__BRIEF__
Nothing in the data may be altered, so output all of it exactly.

__GIVEN RECORDS__
------------------------

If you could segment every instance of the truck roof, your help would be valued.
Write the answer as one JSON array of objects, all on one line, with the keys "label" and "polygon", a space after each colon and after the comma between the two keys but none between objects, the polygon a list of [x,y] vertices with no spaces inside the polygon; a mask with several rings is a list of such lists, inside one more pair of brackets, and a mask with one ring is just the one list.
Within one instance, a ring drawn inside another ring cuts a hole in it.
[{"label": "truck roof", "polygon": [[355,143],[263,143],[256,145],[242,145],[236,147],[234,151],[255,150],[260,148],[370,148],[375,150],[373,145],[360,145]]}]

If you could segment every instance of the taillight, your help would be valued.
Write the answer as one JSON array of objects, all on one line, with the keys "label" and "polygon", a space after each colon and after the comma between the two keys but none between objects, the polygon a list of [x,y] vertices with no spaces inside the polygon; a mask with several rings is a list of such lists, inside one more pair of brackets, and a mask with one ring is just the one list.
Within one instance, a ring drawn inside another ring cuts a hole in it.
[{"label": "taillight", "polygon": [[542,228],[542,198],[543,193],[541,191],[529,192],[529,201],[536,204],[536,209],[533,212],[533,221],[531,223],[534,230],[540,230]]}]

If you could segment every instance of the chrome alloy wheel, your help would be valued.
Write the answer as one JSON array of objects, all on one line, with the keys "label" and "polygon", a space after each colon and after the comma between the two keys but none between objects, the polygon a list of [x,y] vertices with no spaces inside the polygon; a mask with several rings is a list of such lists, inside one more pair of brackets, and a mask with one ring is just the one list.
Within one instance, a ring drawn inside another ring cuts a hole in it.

------------------------

__SOLVED EXERCISE__
If you could segment every instance of the truck roof, your help would be valued.
Write the answer as one JSON array of objects, all on one line, with the keys "label" and "polygon", a space after each colon and after the comma between the two keys but none between objects, the polygon a list of [x,y] vertices with no spaces inside the polygon; a mask with several rings is a list of such lists, inside one more pair of brackets, and a mask with one ring is just the one list.
Within one instance, a ring drawn inside another ring cuts a hole in it.
[{"label": "truck roof", "polygon": [[355,143],[263,143],[256,145],[242,145],[236,147],[234,151],[255,150],[260,148],[370,148],[375,150],[373,145],[360,145]]}]

If you could segment every instance of the taillight, your help would be valued.
Write the answer as one JSON array of objects, all on one line, with the keys "label" and "polygon", a space after each colon and after the comma between the two keys but none between objects, the polygon a list of [x,y] vertices with no spaces inside the polygon; a mask with several rings is a list of such lists, inside one more pair of brackets, and a mask with one ring is just the one list.
Within one instance, a ring drawn inside another ring cuts a hole in it.
[{"label": "taillight", "polygon": [[542,228],[542,198],[543,193],[541,191],[529,192],[529,201],[536,204],[536,209],[533,212],[533,221],[531,223],[534,230],[540,230]]}]

If you could segment every instance of the chrome alloy wheel, your help would be valued.
Write the answer as one JSON array of objects, all on one line, with the keys "label" and "polygon", a space after each colon and after the comma between the two keys but none between objects, the polygon a list of [x,y] vertices with no spaces inside the polygon; a mask with several rings is a list of such lists, inside one more pair of brackets, and a mask with one ring is just the one list.
Within one instance, a ring drawn inside another ring cuts a hole in it.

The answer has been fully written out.